#### [Kısa görev A]
Milletvekili sayısı üzerine olan metne göre 1995'te milletvekili sayısı kaçtan kaça çıkarıldı?
#### [Kısa görev B]
Milletvekili sayısı üzerine olan metni son cümlesinden sonra devam ettirerek sürdür.

#### [Verilen metin]
Parlamenter başına düşen nüfusa baktığımızda Türkiye’de 143 bin kişiye 1 milletvekili düşüyor. Seçmen üzerinden bakarsak 103 bin seçmene 1 milletvekili. AB ortalaması ise 53 bin. Nüfusumuzun benzerlik arz ettiği Almanya’da bu rakam 123 bin, İspanya’da 75 bin, İtalya’da 63 bin. Bugün Almanya Parlamentosunda 630, İngiltere parlamentosunda 650, İtalya parlamentosunda 630 milletvekili var. Bildiğiniz üzere 1960 sonrası Türkiye’de iki kamaralı bir sistem ve 600’ün üzerinde vekil ve senatör vardı. Nüfus da şu ankinin yarısından bile azdı. 1995’te 450’den 550 rakamına geçildi. Ben o günkü TBMM ihtisas ve uluslararası komisyonlarla bugünkülerin rakamlarını çıkardım. Artış iki kat.

#### [Malzeme listesi]
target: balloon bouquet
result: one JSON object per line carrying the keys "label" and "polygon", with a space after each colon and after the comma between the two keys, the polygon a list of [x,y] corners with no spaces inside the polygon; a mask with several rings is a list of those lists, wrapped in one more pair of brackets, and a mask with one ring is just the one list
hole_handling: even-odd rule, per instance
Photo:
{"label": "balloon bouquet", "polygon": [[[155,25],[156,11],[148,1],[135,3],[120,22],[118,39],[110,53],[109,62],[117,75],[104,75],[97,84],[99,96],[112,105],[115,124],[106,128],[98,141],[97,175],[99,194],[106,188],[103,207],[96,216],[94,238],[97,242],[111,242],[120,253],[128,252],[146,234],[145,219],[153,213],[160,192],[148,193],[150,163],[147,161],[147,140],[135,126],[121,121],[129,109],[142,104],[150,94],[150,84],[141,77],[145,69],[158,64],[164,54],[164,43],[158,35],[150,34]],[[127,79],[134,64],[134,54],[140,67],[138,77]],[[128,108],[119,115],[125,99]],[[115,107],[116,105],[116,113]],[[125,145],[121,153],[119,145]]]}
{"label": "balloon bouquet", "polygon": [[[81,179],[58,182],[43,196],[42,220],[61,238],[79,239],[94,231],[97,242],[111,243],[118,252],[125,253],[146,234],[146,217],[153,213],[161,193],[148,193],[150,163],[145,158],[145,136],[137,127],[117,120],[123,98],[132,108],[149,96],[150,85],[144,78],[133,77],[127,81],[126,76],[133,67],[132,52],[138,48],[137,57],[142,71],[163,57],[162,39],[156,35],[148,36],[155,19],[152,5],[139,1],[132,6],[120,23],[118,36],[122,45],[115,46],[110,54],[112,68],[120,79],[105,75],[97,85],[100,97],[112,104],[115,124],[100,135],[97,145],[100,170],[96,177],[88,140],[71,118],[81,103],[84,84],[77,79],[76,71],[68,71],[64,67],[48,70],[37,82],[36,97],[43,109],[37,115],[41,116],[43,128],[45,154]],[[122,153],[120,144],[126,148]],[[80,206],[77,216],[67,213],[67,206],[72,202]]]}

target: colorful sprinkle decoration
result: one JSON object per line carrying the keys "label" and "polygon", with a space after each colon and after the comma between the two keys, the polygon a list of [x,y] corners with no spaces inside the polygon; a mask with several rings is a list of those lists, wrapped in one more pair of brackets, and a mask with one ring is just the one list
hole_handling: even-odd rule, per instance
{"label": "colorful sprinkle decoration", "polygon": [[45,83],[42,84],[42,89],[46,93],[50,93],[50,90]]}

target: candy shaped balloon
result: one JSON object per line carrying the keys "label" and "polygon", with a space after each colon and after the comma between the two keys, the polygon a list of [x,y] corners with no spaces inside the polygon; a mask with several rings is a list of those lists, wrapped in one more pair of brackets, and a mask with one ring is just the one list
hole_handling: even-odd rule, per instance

#### [Görev sonucu A]
450'den 550'ye çıkarıldı.

#### [Görev sonucu B]
YASAMA FAAİLİYETİ 600 VEKİLLE GÜÇLENECEK

Yasama faaliyetini nasıl etkileyecek sayısal artış? 

Önerdiğimiz sistemde Meclis güçlenecek. Komisyon çalışmaları ön plana çıkacak Komisyon sayısının çokluğundan dolayı birden fazla komisyona üye olan milletvekilleri var. Öte yandan sıklıkla TBMM çatısı altında araştırma komisyonları kuruluyor. Bazen milletvekillerimiz iki ihtisas komisyonu, bir uluslararası komisyon, bir de araştırma komisyonu üyeliği yapabiliyor. Bu nedenle 50 milletvekili artışına Türkiye’nin nüfus artışı, parlamentonun güçlenmesi, komisyon sayılarının artırılması nazarı itibarıyla baktığımızda sayı gayet makul. Temsilin güçlenmesi, milletvekillerinin halkla daha sağlıklı bir iletişim kurmaları açısında da bu artış Türkiye’nin ihtiyacıdır.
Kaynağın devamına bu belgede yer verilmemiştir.